WORKING DATA —
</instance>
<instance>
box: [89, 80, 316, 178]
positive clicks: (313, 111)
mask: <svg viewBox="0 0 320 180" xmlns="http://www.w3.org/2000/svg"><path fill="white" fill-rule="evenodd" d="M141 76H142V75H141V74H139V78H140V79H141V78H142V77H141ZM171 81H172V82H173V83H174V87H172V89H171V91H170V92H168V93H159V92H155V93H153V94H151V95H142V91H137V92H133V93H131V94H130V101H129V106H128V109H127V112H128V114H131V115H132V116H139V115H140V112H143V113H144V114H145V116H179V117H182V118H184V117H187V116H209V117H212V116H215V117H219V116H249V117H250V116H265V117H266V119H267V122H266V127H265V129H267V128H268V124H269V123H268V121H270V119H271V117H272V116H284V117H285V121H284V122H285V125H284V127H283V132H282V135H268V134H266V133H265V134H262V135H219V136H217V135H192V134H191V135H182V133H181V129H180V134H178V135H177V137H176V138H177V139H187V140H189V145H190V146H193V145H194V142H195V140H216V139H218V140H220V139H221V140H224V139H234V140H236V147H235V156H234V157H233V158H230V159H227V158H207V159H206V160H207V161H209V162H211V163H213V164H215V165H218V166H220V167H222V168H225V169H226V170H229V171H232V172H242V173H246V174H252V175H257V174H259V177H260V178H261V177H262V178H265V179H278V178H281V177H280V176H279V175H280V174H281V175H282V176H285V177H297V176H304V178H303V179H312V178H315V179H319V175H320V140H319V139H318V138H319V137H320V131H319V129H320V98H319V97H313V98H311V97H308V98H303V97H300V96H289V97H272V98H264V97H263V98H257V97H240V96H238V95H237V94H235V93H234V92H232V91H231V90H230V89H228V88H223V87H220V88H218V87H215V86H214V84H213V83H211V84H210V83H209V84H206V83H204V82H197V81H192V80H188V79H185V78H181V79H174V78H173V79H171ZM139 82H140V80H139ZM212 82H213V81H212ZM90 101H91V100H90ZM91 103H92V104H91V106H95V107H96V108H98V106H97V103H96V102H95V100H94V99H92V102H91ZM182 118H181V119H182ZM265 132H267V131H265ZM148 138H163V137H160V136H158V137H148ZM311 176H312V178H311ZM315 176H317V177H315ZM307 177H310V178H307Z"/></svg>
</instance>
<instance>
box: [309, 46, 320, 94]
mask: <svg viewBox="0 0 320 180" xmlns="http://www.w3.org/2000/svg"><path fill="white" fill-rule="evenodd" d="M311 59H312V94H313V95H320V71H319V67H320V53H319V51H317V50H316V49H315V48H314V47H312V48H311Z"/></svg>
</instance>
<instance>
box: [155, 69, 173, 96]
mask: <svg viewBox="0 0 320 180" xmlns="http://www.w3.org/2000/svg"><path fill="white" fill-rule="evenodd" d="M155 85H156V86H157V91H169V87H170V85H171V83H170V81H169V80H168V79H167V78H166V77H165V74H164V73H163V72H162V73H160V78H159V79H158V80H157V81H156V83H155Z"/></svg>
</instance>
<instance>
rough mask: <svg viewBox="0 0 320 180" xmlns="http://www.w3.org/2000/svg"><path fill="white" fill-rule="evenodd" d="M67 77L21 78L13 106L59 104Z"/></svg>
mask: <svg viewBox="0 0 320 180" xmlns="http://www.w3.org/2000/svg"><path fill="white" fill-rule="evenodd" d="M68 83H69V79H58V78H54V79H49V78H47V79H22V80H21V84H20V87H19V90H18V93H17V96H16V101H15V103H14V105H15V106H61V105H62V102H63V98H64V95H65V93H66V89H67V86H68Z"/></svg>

EXERCISE DETAILS — Lay out the lines from the start of the records through the line containing "positive clicks: (313, 111)", inclusive, as a JSON list of strings with one string per line and blank lines omitted.

EXPECTED OUTPUT —
[
  "</instance>",
  "<instance>",
  "box: [89, 80, 316, 178]",
  "positive clicks: (313, 111)"
]